> Aim:
Write out every single entry exactly.

========================

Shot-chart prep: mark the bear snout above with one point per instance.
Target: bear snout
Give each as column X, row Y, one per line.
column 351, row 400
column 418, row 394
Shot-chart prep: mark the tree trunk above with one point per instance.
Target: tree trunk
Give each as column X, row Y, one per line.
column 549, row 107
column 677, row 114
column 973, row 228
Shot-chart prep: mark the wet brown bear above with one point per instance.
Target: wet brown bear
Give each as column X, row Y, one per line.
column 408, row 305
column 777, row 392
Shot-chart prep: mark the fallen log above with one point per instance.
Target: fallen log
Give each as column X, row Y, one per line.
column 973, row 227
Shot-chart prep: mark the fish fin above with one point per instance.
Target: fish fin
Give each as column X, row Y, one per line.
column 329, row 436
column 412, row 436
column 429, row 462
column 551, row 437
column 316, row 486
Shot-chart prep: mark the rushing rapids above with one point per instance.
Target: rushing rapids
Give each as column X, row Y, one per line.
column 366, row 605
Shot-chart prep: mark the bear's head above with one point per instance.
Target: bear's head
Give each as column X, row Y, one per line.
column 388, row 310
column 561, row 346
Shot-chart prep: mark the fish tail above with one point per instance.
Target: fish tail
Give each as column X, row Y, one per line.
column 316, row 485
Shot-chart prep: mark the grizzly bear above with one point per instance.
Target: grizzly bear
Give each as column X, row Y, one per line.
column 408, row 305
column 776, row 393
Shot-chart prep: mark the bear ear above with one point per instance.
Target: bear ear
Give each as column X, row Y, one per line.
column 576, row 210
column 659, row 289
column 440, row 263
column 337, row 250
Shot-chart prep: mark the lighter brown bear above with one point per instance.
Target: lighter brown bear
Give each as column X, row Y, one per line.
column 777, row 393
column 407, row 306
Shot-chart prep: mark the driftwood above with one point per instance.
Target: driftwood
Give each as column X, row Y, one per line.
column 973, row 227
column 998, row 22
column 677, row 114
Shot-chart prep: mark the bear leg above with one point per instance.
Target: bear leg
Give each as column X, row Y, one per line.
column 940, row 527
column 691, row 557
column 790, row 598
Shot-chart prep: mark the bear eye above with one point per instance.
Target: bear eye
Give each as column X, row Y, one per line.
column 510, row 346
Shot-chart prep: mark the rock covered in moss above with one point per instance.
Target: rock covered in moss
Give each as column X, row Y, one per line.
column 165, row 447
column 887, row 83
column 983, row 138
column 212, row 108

========================

> Output:
Shot-chart prep: mark the bear snout above with one point per instance.
Target: bear snout
Give each as column X, row Y, one per line.
column 351, row 400
column 418, row 394
Shot-chart prep: mark the tree trunk above with one point per instance.
Target: tree trunk
Give each as column X, row Y, one per line.
column 549, row 107
column 677, row 114
column 973, row 228
Shot-chart prep: mark the wet brown bear above with one point per instance.
Target: wet brown bear
Give each as column X, row Y, one per line.
column 408, row 305
column 777, row 392
Shot-chart prep: mark the fallen log above with one point per instance.
Target: fallen log
Give each as column X, row Y, one per line.
column 973, row 227
Shot-chart prep: mark the fish fin above with one point per instance.
Target: fish fin
Give each as column X, row Y, one per line.
column 329, row 436
column 412, row 436
column 429, row 462
column 551, row 437
column 316, row 486
Shot-chart prep: mark the rushing rapids above with one point per instance.
Target: rushing rapids
Give each as column X, row Y, one per line.
column 366, row 605
Shot-chart prep: mark the bear's head above with one point per instance.
Target: bear's head
Give each as column X, row Y, one per line.
column 388, row 310
column 561, row 346
Shot-chart prep: mark the fish tail above with one point per instance.
Target: fish tail
Give each as column X, row Y, one per line.
column 316, row 485
Shot-chart prep: mark the grizzly bear above with one point per instance.
Target: grizzly bear
Give each as column X, row Y, one per line.
column 408, row 305
column 776, row 393
Shot-chart prep: mark the bear ear above with one point per instance.
Target: bear ear
Give each as column X, row Y, one per line.
column 576, row 210
column 659, row 289
column 440, row 263
column 337, row 250
Shot-chart prep: mark the lighter brown bear above with one point per instance.
Target: lighter brown bear
Give each as column X, row Y, one per line.
column 777, row 393
column 407, row 306
Shot-chart prep: mark the driftwood above with one point per instance.
Target: driftwood
Give each as column X, row Y, one per line.
column 973, row 227
column 998, row 22
column 677, row 114
Shot-chart prep: mark the bear leg above with one point per instance.
Target: bear leg
Give each as column X, row Y, one per line.
column 940, row 527
column 691, row 557
column 790, row 598
Shot-chart prep: mark the bear eye above with one point per instance.
Target: bear eye
Give each as column X, row Y, one per line.
column 510, row 346
Shot-chart prep: mark the rock covered in moss above with one point per instance.
Target: rock covered in moss
Give each as column X, row Y, one per line.
column 165, row 447
column 887, row 83
column 983, row 138
column 212, row 108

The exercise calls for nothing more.